··· Text passage ···

If you’re still getting your news in print form, you read on Wednesday in The Ocean City Gazette that, earlier this month, I joined the online paper and that I’ll be writing about the topics that are on your mind and mine.

I’ve lived in Ocean City for 30 years, which makes me less than a native, but more than a shoobie. I used the word “shoobie” intentionally because I intend to make you think, maybe laugh, and definitely react to each week’s topic.

I’ve been a journalist longer than I’ve been an Ocean City resident. I started covering high school sports for a local weekly while I was a student at Glassboro State College. In my junior year, The Press of Atlantic City hired me as its first-ever female sports writer in its 100-year history. Three days after I graduated from Glassboro, I moved to Ocean City, where I had, like so many people who eventually move here, first come to know the town during childhood summer vacations.

··· Extracted data ···

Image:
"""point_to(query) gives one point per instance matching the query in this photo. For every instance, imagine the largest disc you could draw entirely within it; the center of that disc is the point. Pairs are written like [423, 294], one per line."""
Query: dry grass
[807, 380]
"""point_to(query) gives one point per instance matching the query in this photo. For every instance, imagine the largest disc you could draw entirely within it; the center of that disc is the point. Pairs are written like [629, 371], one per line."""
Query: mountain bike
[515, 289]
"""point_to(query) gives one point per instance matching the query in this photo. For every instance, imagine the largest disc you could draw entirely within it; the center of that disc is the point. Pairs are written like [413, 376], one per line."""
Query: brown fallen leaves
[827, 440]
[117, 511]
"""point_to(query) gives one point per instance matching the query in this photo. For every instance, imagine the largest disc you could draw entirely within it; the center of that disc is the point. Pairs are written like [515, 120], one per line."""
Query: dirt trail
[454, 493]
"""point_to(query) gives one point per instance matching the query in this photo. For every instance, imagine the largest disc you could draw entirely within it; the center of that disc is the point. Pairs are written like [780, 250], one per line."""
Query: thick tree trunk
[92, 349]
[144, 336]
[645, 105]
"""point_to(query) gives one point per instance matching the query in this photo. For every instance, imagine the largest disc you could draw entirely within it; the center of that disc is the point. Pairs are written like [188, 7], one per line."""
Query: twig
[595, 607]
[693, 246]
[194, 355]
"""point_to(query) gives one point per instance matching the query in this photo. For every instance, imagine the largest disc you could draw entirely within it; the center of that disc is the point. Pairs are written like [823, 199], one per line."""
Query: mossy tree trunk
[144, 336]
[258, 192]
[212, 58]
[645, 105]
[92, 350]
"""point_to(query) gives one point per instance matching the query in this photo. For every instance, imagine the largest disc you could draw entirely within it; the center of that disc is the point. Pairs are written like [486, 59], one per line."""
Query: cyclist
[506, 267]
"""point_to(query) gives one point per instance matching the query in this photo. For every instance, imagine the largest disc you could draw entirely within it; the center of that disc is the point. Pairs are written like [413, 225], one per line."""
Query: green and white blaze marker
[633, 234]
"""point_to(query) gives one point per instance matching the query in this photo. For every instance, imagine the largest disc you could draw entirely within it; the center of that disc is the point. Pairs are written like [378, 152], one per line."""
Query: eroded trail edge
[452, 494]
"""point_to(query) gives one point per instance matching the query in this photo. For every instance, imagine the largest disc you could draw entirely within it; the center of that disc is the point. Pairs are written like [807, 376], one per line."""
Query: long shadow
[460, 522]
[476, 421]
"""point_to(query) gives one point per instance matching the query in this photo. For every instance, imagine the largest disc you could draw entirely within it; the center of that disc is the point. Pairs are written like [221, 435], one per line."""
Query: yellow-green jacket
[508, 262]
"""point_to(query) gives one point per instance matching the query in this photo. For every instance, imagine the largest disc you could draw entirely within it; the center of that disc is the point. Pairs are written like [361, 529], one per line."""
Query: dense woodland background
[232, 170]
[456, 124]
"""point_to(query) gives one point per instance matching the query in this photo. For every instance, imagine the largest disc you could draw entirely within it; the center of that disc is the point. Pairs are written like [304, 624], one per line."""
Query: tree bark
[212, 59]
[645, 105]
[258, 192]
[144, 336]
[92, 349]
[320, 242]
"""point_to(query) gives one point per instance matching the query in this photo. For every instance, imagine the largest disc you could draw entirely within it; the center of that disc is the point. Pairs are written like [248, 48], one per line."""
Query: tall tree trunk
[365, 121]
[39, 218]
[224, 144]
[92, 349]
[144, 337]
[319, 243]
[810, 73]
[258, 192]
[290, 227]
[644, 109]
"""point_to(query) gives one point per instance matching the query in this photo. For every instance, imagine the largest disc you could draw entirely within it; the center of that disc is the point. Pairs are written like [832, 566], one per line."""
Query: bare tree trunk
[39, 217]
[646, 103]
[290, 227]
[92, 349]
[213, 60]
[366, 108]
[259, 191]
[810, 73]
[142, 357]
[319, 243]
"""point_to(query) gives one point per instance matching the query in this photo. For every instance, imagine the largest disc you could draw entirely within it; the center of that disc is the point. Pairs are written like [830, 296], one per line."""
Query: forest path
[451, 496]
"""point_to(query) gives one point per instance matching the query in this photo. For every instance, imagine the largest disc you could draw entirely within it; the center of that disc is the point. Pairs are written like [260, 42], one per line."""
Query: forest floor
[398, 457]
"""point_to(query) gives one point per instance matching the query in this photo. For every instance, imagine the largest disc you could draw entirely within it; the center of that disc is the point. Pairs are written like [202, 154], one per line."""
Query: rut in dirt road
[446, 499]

···

## Tasks to perform
1. Answer each question from the columnist's introduction.
(a) How long has the writer lived in Ocean City?
(b) Which college did the writer attend?
(c) Which newspaper hired the writer as its first-ever female sports writer?
2. According to the columnist's introduction, why did the writer use the word "shoobie"? Answer in one to three sentences.
3. Copy the stretch of the columnist's introduction from "I’ve been a journalist" through "childhood summer vacations.", swapping "hired" for "recruited".
Answer from the text alone, without outside knowledge.

## The replies
1.
(a) 30 years
(b) Glassboro State College
(c) The Press of Atlantic City

2. The writer used "shoobie" on purpose. The aim is to make readers think, maybe laugh, and definitely react to each week's topic.

3.
I’ve been a journalist longer than I’ve been an Ocean City resident. I started covering high school sports for a local weekly while I was a student at Glassboro State College. In my junior year, The Press of Atlantic City recruited me as its first-ever female sports writer in its 100-year history. Three days after I graduated from Glassboro, I moved to Ocean City, where I had, like so many people who eventually move here, first come to know the town during childhood summer vacations.